Depois saímos todos para jantar e ouvir as histórias cativantes de James Ragan, sua vida em Hollywood (por 25 anos ele foi o diretor do departamento de Writing da University of Southern California, além de roteirista e script doctor), suas viagens internacionais como embaixador da poesia. Ele já leu nas Nações Unidas,  e para cinco chefes de estado, incluindo Mikhail Gorbachev e Vaclav Havel. Em 1985, recitou poemas ao lado de Seamus Heaney, Robert Bly e Bob Dylan no Primeiro Festival Internacional de Poesia em Moscou, para um estádio lotado, ávido por vivenciar a Perestroika. O título para este post emprestei de um discurso que ele fez na Normal University em Pequim, em 2008.

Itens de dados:
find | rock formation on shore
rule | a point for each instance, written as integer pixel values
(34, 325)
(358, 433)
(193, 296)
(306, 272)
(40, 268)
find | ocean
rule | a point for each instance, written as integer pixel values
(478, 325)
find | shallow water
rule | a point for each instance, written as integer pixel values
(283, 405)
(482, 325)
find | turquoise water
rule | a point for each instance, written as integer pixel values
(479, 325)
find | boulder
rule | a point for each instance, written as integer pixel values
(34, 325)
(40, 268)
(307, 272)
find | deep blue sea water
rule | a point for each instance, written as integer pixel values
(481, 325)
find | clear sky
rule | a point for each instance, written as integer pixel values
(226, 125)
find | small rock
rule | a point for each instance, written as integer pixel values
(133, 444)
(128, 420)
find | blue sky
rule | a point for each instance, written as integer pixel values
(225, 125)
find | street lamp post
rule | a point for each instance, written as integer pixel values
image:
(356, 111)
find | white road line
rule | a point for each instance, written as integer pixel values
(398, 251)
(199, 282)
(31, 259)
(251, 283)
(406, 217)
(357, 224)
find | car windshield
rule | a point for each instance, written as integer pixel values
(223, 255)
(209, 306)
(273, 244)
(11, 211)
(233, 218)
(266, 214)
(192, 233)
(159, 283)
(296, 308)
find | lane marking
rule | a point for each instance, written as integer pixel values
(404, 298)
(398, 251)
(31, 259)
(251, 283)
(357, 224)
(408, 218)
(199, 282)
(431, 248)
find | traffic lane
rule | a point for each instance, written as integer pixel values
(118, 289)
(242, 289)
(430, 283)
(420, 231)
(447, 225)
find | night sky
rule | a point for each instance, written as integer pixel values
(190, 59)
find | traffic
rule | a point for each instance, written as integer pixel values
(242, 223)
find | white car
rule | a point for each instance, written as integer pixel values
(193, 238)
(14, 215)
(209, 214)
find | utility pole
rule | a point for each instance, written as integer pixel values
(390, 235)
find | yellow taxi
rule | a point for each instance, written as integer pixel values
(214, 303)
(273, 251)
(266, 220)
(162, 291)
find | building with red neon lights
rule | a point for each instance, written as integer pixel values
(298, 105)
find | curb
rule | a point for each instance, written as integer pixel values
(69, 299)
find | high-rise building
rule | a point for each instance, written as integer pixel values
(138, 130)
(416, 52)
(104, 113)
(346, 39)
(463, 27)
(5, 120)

- _A fazer_
1 – Segundo o texto sobre James Ragan, em que ano ele recitou poemas no Primeiro Festival Internacional de Poesia em Moscou?
2 – Dê seguimento ao texto sobre James Ragan a partir da última frase apresentada.
As entradas não têm relação com o texto sobre James Ragan.

- _Respostas_
1 – Em 1985.

2 –
Em 2009, convidei James Ragan para vir ao Brasil, para uma palestra e leitura de poemas na Academia Internacional de Cinema, em São Paulo, para alunos de cinema, literatura e público interessado. Essa foi a segunda vez que o vi recitar – e como na primeira vez – Ragan cativou a todos com o carisma iluminado de sua poesia. Traduzi uma série de poemas dele para a ocasião, que li (após ele recitar), numa tentativa de capturar em nossa língua um pouco daquela vibração.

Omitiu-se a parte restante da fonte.